EXERCISE DETAILS: Print the listing below a second time, exactly, and omit its images.
╭──
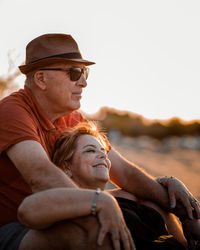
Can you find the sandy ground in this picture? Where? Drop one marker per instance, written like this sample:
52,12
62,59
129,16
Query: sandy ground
181,163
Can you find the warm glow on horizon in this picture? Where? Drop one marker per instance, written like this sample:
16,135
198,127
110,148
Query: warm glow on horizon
146,52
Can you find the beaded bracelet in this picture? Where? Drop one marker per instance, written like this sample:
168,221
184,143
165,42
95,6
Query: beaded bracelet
94,204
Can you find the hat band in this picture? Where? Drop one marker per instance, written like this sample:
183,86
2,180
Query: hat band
74,55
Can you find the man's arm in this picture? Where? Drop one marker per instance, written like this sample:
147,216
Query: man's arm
130,177
38,171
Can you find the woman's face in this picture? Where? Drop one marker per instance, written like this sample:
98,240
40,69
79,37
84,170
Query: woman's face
90,165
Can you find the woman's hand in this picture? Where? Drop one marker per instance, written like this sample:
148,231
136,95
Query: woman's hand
112,221
178,191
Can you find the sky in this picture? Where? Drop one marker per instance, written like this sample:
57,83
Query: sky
147,52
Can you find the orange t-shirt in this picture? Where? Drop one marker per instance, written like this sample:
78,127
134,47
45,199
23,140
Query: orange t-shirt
22,119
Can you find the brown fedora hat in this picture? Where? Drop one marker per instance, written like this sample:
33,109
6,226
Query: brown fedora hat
49,49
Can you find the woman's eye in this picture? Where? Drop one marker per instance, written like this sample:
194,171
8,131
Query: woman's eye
90,150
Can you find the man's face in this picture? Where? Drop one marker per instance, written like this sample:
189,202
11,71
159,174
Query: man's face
63,94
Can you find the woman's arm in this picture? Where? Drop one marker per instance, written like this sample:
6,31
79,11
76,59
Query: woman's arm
42,209
133,179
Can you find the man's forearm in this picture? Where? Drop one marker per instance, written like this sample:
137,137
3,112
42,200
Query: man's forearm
135,180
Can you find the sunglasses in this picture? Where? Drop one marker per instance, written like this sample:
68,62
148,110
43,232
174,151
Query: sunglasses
74,72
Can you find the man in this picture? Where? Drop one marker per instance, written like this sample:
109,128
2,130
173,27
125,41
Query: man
30,122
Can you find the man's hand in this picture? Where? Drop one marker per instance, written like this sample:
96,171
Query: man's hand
177,191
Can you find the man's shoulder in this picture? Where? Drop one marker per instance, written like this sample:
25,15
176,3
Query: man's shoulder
73,118
14,98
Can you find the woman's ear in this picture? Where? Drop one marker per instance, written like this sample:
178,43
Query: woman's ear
67,169
40,79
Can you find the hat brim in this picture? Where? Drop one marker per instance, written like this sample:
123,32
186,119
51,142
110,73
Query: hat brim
48,61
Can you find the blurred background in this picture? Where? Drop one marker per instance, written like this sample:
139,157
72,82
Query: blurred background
144,88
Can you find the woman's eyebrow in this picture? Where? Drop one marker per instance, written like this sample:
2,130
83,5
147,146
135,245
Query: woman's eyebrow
89,145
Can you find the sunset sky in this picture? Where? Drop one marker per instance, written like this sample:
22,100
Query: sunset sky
147,52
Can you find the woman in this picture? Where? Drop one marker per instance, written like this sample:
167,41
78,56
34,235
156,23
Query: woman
82,154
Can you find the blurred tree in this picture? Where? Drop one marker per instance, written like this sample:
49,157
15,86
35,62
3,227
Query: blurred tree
7,84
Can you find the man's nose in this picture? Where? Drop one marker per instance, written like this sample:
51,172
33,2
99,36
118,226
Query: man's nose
82,81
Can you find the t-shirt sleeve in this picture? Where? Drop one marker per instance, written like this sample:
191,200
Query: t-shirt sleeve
16,124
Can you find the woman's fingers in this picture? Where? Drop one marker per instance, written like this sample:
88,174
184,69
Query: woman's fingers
116,240
127,239
172,198
196,206
101,236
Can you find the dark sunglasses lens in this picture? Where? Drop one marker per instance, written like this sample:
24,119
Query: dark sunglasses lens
75,73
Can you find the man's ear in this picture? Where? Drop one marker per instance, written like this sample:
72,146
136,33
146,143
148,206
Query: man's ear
40,79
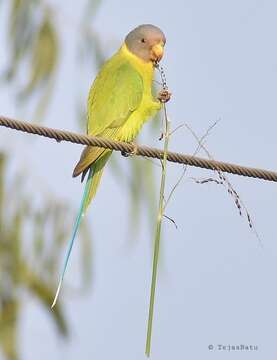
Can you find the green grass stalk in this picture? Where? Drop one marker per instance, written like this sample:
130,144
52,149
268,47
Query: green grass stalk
157,236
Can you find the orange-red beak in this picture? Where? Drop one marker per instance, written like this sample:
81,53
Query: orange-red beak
157,52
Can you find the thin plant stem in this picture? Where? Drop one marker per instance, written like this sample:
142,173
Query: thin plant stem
157,236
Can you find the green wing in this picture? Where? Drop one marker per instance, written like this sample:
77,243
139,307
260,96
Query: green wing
115,94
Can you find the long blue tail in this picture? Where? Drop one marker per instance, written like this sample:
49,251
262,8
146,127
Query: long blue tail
74,233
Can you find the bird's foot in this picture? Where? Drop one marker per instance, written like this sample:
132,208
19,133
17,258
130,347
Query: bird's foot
132,153
164,96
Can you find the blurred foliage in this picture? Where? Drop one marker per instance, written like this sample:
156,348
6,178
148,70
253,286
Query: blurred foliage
30,267
33,49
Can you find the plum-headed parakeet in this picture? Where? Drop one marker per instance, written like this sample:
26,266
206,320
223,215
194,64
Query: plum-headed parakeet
119,103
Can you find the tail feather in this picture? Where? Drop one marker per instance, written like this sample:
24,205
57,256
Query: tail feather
74,233
95,173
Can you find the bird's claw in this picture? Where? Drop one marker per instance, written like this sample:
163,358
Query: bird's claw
132,153
164,96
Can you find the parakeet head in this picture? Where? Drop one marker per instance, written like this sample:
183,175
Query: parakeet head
147,42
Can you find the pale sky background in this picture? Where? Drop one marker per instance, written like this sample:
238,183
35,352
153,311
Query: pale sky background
216,285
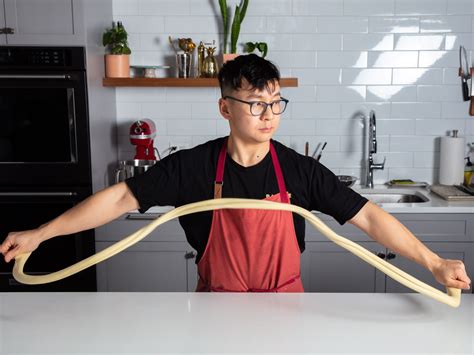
╰──
SOLUTION TO THE EXERCISE:
Can you find the sandy ground in this picture? Where? Drop one marker per instance, written like this sample:
52,12
62,59
129,16
Query: sandy ground
181,163
Can you find the warm glow on horizon in this picture? Where? Drop one marker per instance, written like this sample:
16,135
198,127
110,148
Query: warm glow on horizon
146,52
Can you find the beaded bracelet in this picture? Where? Drop one marker per instance, written like this sample:
168,221
184,143
165,42
95,6
Query: beaded bracelet
94,204
Can you find the hat band in this picture? Where? Drop one marker per instance, written like this sample:
183,86
2,180
Query: hat band
74,55
Can you find the man's arm in this picture? Where? Drop one marker per instance, written like this sample:
147,216
Query: man's arm
130,177
38,171
Can you find the woman's face in this picture? Where? Drop one marker per instance, written like this sample:
98,240
40,69
79,37
84,170
Query: woman's face
90,165
Can you find the woman's hand in this picture? Where? Drop one marker per instance, written like this sample:
148,231
136,95
Query: woman's hand
112,221
178,191
Can you find the sky in this picture? Where? Drop one marker per instance, written like this sample:
57,83
Query: sky
147,52
Can you find the orange t-shirt in this picture? Where? Drop one marker per instance, written like this sample:
78,127
134,47
45,199
23,140
Query: orange t-shirt
22,119
Can you find the brown fedora hat in this picture? Where? Drop one marker per instance, written like this sample:
33,109
6,226
Query: brown fedora hat
49,49
Can you find the woman's eye in this picture? Where? Drop one marker per instance, written like this sample:
194,171
8,131
Query: woman's eye
90,150
Can you find the man's face in this picture? Where? Drop one marker per instance, written like this sample:
189,202
11,71
159,174
Query: man's face
63,94
Can you find the woman's arm in this picture? Where? Drop one marker per instance, written like this sample:
6,31
79,11
76,59
Query: woman's arm
42,209
133,179
Can you find the man's forearm in this picture? Where? Drop one marker per instance, written like this sample:
137,137
3,112
42,200
Query: man's forearm
135,180
Can you find the sunglasses in this picture? Where? Drop one marker per instance, written like this sample:
68,62
148,110
43,232
174,151
Query: sunglasses
74,72
Can you find the man in this picture? Where? Drop one marker per instance, written like this sample:
109,128
2,130
173,27
125,41
Query: man
30,122
Can you find the man's hand in this picture? Where? Drop one marker per instance, written like this sample:
96,171
Query: man's hand
177,191
Can you find the man's shoulder in this picture? Where? Drop one marker per instance, written like this sample:
25,15
176,3
Query: man's shoulder
73,118
14,98
Can you find the woman's ear in this picture? Where? Drop one marker per instance, written like this sample:
178,43
Query: woman's ear
67,169
40,79
Can you find the hat brim in this picture? Where? Drop one marker per instance, written like this sample:
123,32
186,119
51,142
110,73
Query: hat brim
48,61
Can you find the blurred background in this picture? Where? Drop one marker per instance, written like this sample:
139,157
72,82
Query: blurred background
144,88
Can you find the woman's eyebrow in this picture? Where? Drop one marker per instance, written like this sample:
2,130
83,5
147,146
135,245
Query: woman's eyebrow
89,145
Can you find the sunset sky in this picture? Where? Drop one marker per instance, written like this sample:
22,100
Query: sunset sky
147,52
Can you find the woman in this picture? Where? Drop one marker per instance, written like this sample:
167,41
78,56
34,235
156,23
Query: woman
82,154
Can you find the blurred tree in this picture? Where? Drop one marker per instance, written like this sample:
49,157
15,86
35,62
3,227
Query: blurred tree
7,84
Can you find the man's nose in this picture? Where? Drop one marker per instance, written like this sample:
51,172
33,2
99,36
118,226
Query: man's nose
82,81
Can you find the t-shirt sleeve in this picture? Where? Drop one marker per instance, written like this sample:
191,200
Query: t-shirt sleeve
16,124
Can you find the woman's fingers in this picture? Where? Drop one marker per instance, written like this sample:
88,174
184,69
Query: woman's fingers
116,240
127,239
172,198
196,206
101,236
Can you find the dark sunglasses lens in this picture? Where? Drop one marker per instance, written like this sample:
24,119
Query: dark sunglasses lens
75,73
Can you find the man's ear in this picture? Where? Drop one marker per instance, written like this sample:
72,146
136,33
146,143
148,206
Query: man's ear
40,79
Can you find the green grass stalk in this picture? Where? Drop one marker per instance, written like this sample:
130,144
52,149
268,47
Query: green grass stalk
157,236
Can you find the orange-red beak in this picture? Where? Drop one marker per instance, written like this sample:
81,53
Query: orange-red beak
157,52
Can you find the thin plant stem in this picture? Where? Drop one marker per instance, written like this sample:
142,173
Query: thin plant stem
157,236
Can you find the green wing in this picture? Where? Drop one marker per instance, written like this sample:
77,243
139,307
260,96
Query: green wing
115,94
Can you find the long blue tail in this picture? Where? Drop one marker per instance, written like this sample:
49,251
262,8
146,127
Query: long blue tail
74,233
Can you find the bird's foot in this picture? Where? Drop one marker per instance, written like this sample:
132,208
19,133
17,258
130,347
Query: bird's foot
132,153
164,96
Can you find the blurred foliage in this picture? Where? Drop one marker per instance, written like this sample:
156,348
6,178
148,70
253,286
Query: blurred foliage
30,267
33,49
Can you find the plum-headed parakeet in this picture? Where? Drop one marker per instance, written like this sample:
26,266
206,320
223,215
194,64
Query: plum-headed parakeet
119,103
Can you find the tail feather in this picture? Where? Drop one marker per instance, written like this sample:
24,205
57,256
Query: tail feather
74,233
95,173
Can you find the bird's claw in this picture? Where? Drop one marker per instance, written like this sample:
163,358
Query: bird's claw
132,153
164,96
Can you find the parakeet head in this picture? Where? Drop one marker per instance, written like this sample:
183,175
Query: parakeet head
147,42
Can you find the pale sky background in this picture? Where? Drop one marker per instance, written like this sample:
238,183
35,352
153,311
Query: pale sky background
216,285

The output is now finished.